Stated goal: Collect every line in the listing below that contains the string "rocky". Matching is case-sensitive.

Records shown:
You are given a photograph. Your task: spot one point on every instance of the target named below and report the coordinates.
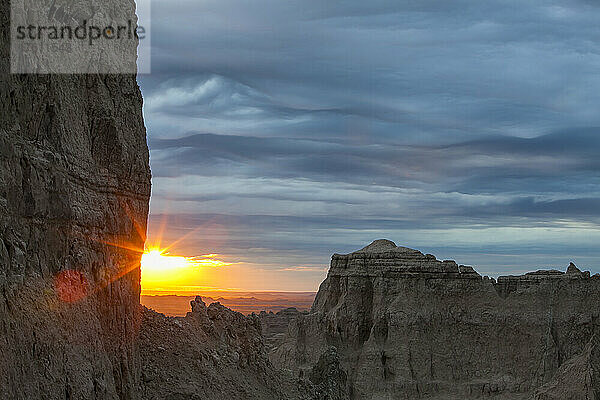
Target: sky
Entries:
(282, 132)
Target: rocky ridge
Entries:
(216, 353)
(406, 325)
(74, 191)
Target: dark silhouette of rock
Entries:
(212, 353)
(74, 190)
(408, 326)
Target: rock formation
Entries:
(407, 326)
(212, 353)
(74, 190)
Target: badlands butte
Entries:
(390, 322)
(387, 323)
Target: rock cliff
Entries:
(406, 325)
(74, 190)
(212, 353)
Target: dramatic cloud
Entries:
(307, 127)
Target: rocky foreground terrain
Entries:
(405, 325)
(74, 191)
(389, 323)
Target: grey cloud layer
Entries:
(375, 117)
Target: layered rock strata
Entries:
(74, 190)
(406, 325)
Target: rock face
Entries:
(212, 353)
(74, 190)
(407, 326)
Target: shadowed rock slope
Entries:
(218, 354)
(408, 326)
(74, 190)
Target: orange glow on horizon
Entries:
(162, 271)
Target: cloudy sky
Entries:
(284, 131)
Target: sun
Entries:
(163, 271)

* * *

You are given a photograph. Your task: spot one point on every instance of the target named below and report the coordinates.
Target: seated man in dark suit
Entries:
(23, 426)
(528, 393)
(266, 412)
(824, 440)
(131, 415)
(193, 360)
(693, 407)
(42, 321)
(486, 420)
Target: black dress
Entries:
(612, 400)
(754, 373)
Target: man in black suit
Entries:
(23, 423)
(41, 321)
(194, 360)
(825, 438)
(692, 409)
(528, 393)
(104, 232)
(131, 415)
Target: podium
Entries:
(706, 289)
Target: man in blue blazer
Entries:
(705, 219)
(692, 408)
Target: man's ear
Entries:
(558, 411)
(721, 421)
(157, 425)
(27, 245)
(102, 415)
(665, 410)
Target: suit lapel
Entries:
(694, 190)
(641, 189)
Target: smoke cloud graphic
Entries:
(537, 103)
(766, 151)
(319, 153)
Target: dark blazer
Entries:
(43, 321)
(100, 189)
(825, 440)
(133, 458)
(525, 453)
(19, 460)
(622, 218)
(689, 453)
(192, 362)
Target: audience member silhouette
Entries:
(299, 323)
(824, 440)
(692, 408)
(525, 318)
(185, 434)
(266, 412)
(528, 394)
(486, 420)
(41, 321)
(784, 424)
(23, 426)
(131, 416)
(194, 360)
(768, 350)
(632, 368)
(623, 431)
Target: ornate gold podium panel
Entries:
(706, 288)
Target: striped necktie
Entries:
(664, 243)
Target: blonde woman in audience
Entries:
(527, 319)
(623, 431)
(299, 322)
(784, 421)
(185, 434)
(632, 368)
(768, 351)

Exercise output:
Target: rocky ridge
Target: rocky foreground terrain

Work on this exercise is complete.